## TASKS TO PERFORM
A: In the image-crawler excerpt, rewrite the paragraph beginning "I ran this twice" more briefly, keeping its main facts.
B: Say whether each statement agrees with the image-crawler excerpt, answering yes or no and quoting the deciding words: (i) The bison crawl used four downloader threads. (ii) Setting the photo type kept drawings out of the cow results. (iii) The first run produced 97 files.

## SUPPLIED PASSAGE
BISON_PATH = OUTPUT/"Bison"
storage["root_dir"] = BISON_PATH
crawler = GoogleImageCrawler(storage=storage,
feeder_threads=2,
parser_threads=2,
downloader_threads=4)
filters = dict(type="photo")
crawler.crawl(keyword="bison",
filters=filters,
)
print(f"Downloaded: {sum(1 for path in BISON_PATH.iterdir())}")
Downloaded: 97
I ran this twice. The first time I got 70 files, then for this run I disconnected the VPN, which seemed to increase the file count a little, but not a lot.
Chimpanzee
get_images("chimpanzee")
Cow
def get_images(keyword):
PATH = OUTPUT/keyword.capitalize()
crawler = GoogleImageCrawler(storage=dict(root_dir=PATH))
crawler.crawl(keyword=keyword,
filters=dict(type="photo"))
return
get_images("cow")
Despite putting type=photo
in there, the cow output had some drawings in the images, I guess it isn't perfect.
get_images("cow horned")
Dragon
get_images("dragon temple statue")
Elephant
get_images("elephant")
Frog
get_images("frog")
Goat (Horned)
get_images("goat horned")
Hippo
get_images("hippopotamus")
Iguana
get_images("iguana")
Jackrabbit
get_images("jackrabbit")
get_images("antelope american")
Krampus
get_images("krampus mask")
Lobster
get_images("lobster animal")
Minotaur
get_images("minotaur statue")
Namahage
get_images("namahage costume")
Octopus
get_images("octopus ocean")

## DATA

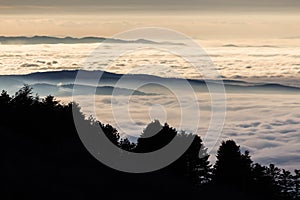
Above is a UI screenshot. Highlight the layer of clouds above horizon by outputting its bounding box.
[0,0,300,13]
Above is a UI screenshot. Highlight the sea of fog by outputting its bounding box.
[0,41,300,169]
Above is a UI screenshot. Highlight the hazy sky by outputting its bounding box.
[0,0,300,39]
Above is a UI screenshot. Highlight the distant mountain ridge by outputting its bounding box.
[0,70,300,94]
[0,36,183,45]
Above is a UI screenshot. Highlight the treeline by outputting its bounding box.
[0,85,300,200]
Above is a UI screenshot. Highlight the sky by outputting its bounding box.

==

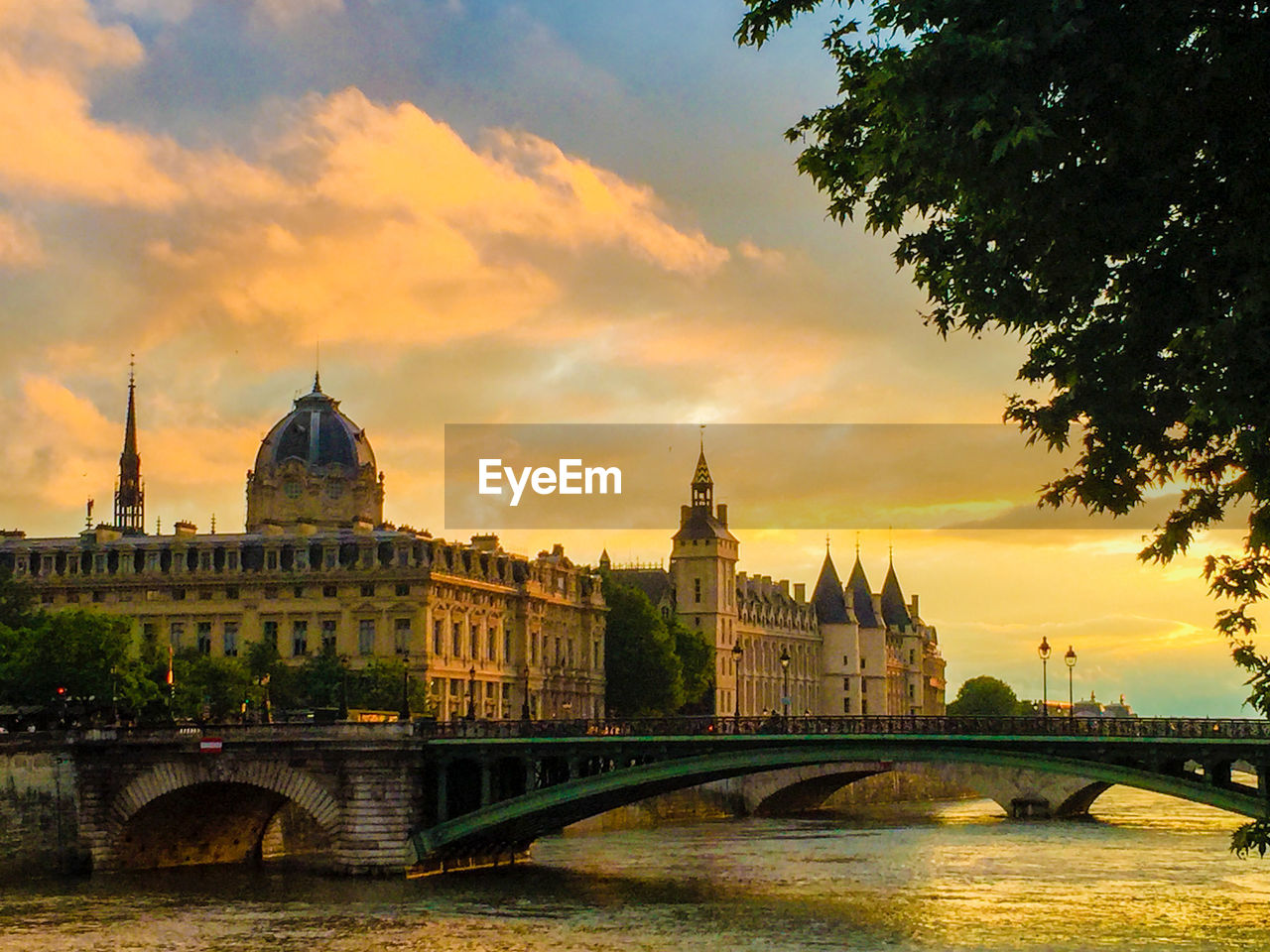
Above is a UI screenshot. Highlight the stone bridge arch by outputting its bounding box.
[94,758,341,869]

## FULL ANSWERS
A: The code was run twice: the first run produced 70 files, and disconnecting the VPN for the second run raised the file count slightly, but not by much.

B:
(i) Yes: "downloader_threads=4"
(ii) No: "the cow output had some drawings in the images"
(iii) No: "The first time I got 70 files"